Due to budget constraints, the film was shot in New Zealand, a fact that becomes more apparent in scenes that show lushness of the forests the ranchers later visit. In a beautiful scene showcasing the film’s breathtaking 360-degree views, the couple drives to the ranch, and Rose asks George to get out of the car. In this scene, Rose stands on dry hardened ground facing the mountain range and breathes in the majesty of the sight before her. She teaches a reluctant George to dance, and he soon turns away, crying tears of joy that he is no longer alone. 

Back at the ranch, the pair’s idyllic romance no longer exists in a vacuum. As Rose adjusts to her new life as a housewife, her son joins them at the ranch, and the tyrannical Phil begins to take careful stock of his newfound nephew. As Rose attempts to protectively watch on, their relationship progresses beyond her reach. In a genre marked by strict binaries, Campion creates characters who defy simple categorizations. Phil, George and Peter each operate on different planes of expression of masculinity, and as the film progresses, their motivations also become increasingly complex.

Campion’s strongest filmic moments happen on the threshold of the ranch house. The slow pace avoids opulence in its ever-heightening suspense. Characters enter and exit into the landscape surrounding them but cannot escape the deteriorating dynamics within their home. Campion successfully creates a deeply layered sonic texture, achieving suspense and urging the audience to think twice, maybe three times, about each detail and each prediction of what may happen next.

..........

- _Tasks for this exercise_:
a – Name every film character mentioned in the film review above.
b – Carry on the film review above, picking up after its final sentence.

Contour labeling entries:

..........

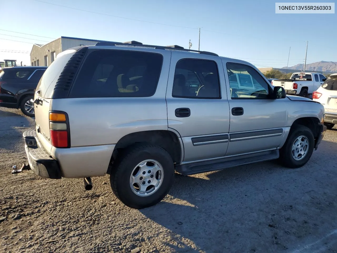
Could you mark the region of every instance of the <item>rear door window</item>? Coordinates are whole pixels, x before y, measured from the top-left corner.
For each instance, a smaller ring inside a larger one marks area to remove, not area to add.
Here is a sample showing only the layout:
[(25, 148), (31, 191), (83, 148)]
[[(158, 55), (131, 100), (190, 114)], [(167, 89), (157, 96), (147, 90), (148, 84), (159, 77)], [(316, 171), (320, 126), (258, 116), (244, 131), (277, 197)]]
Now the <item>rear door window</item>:
[(337, 90), (337, 77), (327, 80), (322, 85), (322, 88), (328, 90)]
[(320, 82), (324, 82), (324, 81), (323, 81), (323, 79), (326, 79), (325, 77), (323, 75), (319, 75), (319, 81)]
[(293, 74), (290, 79), (301, 81), (312, 81), (312, 78), (310, 74)]
[(6, 80), (27, 80), (34, 72), (33, 69), (6, 70), (3, 79)]
[(162, 61), (157, 53), (94, 51), (85, 59), (69, 96), (151, 96), (157, 88)]
[(319, 79), (318, 79), (318, 75), (317, 74), (315, 74), (315, 81), (318, 82), (319, 81)]

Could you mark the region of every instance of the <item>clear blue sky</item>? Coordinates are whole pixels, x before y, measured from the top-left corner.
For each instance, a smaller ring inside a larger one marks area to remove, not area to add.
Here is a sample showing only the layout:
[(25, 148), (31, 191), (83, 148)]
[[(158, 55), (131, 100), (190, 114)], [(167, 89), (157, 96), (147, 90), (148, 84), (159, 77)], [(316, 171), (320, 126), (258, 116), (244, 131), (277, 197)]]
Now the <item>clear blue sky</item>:
[[(188, 28), (95, 14), (36, 0), (3, 1), (0, 3), (0, 60), (13, 58), (29, 64), (29, 54), (23, 53), (30, 52), (32, 44), (53, 40), (4, 30), (52, 38), (63, 36), (122, 42), (136, 40), (185, 48), (190, 39), (191, 49), (197, 50), (197, 28), (201, 27), (201, 50), (241, 59), (258, 67), (286, 66), (289, 47), (289, 66), (303, 63), (305, 40), (309, 41), (307, 63), (337, 61), (336, 13), (276, 14), (275, 1), (265, 0), (42, 0)], [(14, 53), (9, 50), (25, 52)]]

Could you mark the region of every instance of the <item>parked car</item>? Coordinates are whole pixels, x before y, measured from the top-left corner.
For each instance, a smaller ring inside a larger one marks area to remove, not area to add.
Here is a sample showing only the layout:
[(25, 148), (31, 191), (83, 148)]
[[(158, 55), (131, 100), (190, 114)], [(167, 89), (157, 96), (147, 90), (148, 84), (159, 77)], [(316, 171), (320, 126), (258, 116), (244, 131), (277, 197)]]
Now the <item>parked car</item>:
[(294, 73), (290, 79), (273, 81), (274, 86), (280, 86), (287, 94), (308, 97), (323, 83), (326, 78), (319, 73)]
[(337, 124), (337, 73), (331, 75), (312, 94), (314, 101), (324, 107), (324, 124), (331, 129)]
[(47, 67), (13, 67), (0, 70), (0, 106), (20, 109), (34, 117), (34, 90)]
[(274, 80), (278, 80), (277, 78), (268, 78), (268, 81), (269, 81), (270, 83), (273, 84), (273, 81)]
[(110, 174), (117, 197), (136, 208), (160, 201), (175, 170), (278, 158), (300, 167), (326, 130), (323, 105), (286, 96), (248, 62), (136, 41), (59, 54), (34, 103), (36, 128), (23, 134), (29, 167), (43, 177), (84, 178), (87, 189), (90, 177)]

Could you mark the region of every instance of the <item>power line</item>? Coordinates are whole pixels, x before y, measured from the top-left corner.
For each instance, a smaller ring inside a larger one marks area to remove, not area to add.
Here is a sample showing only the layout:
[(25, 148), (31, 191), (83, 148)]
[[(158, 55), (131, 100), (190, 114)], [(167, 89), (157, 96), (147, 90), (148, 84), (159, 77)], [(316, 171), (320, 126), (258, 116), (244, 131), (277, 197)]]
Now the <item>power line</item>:
[(4, 34), (3, 33), (0, 33), (0, 35), (5, 35), (6, 36), (10, 36), (10, 37), (15, 37), (17, 38), (21, 38), (22, 39), (33, 39), (34, 40), (38, 40), (38, 41), (42, 41), (44, 42), (49, 42), (49, 41), (45, 40), (41, 40), (40, 39), (31, 39), (29, 38), (25, 38), (24, 37), (20, 37), (20, 36), (14, 36), (14, 35), (8, 35), (8, 34)]
[(33, 42), (27, 42), (25, 41), (19, 41), (19, 40), (14, 40), (13, 39), (4, 39), (2, 38), (0, 38), (0, 39), (5, 39), (6, 40), (10, 40), (10, 41), (15, 41), (16, 42), (22, 42), (23, 43), (28, 43), (28, 44), (34, 44)]
[(0, 52), (5, 52), (6, 53), (12, 53), (13, 54), (20, 53), (21, 54), (29, 54), (30, 53), (29, 52), (8, 52), (8, 51), (3, 51), (3, 50), (0, 50)]
[(4, 30), (2, 29), (0, 29), (0, 31), (4, 31), (5, 32), (15, 32), (17, 33), (21, 33), (22, 34), (25, 34), (26, 35), (31, 35), (32, 36), (36, 36), (36, 37), (41, 37), (42, 38), (47, 38), (48, 39), (55, 39), (55, 38), (52, 38), (50, 37), (45, 37), (45, 36), (40, 36), (38, 35), (34, 35), (34, 34), (31, 34), (29, 33), (25, 33), (23, 32), (14, 32), (14, 31), (8, 31), (8, 30)]
[(90, 13), (94, 13), (96, 14), (99, 14), (100, 15), (104, 15), (105, 16), (108, 16), (109, 17), (112, 17), (114, 18), (117, 18), (119, 19), (127, 19), (129, 20), (133, 20), (134, 21), (137, 21), (140, 22), (144, 22), (146, 23), (150, 23), (151, 24), (155, 24), (156, 25), (161, 25), (164, 26), (173, 26), (176, 27), (181, 27), (181, 28), (187, 28), (189, 29), (197, 29), (198, 28), (194, 28), (193, 27), (188, 27), (186, 26), (176, 26), (174, 25), (168, 25), (167, 24), (162, 24), (161, 23), (157, 23), (155, 22), (151, 22), (151, 21), (145, 21), (145, 20), (141, 20), (139, 19), (131, 19), (129, 18), (125, 18), (124, 17), (120, 17), (119, 16), (115, 16), (113, 15), (110, 15), (110, 14), (106, 14), (104, 13), (100, 13), (99, 12), (96, 12), (95, 11), (92, 11), (91, 10), (83, 10), (81, 9), (78, 9), (75, 8), (73, 8), (72, 7), (69, 7), (68, 6), (65, 6), (64, 5), (61, 5), (60, 4), (57, 4), (55, 3), (49, 3), (48, 2), (44, 2), (44, 1), (41, 1), (40, 0), (34, 0), (34, 1), (36, 1), (36, 2), (39, 2), (41, 3), (44, 3), (48, 4), (51, 4), (53, 5), (56, 5), (56, 6), (59, 6), (61, 7), (64, 7), (64, 8), (67, 8), (68, 9), (71, 9), (73, 10), (81, 10), (82, 11), (85, 11), (86, 12), (89, 12)]

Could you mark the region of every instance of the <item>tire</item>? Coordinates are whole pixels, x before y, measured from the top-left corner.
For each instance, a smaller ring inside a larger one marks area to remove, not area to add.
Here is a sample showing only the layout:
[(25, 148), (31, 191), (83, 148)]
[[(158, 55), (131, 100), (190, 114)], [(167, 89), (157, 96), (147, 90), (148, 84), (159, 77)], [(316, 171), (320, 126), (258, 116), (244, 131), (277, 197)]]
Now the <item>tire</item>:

..........

- _The answers_:
a – Rose, George, Phil, Peter

b –
Radiohead guitarist Johnny Greenwood provides an impressive score that diffuses an air of uneasiness throughout the entire movie. Sounds between the characters permeate the vast house and extend into the open land outside. Phil whistles from his room upstairs to Rose outside, he taunts Rose with his banjo as she struggles with a simple piano tune and dogs often bark in the background. 

With a marriage, two brothers and no showdown on the street, “The Power of the Dog” is no typical Western. The film uses vast landscapes and interiors to draw complex psychological portraits of individuals as members of a family, culminating in a disturbingly satisfying payoff that is so good, you just might want to see it again.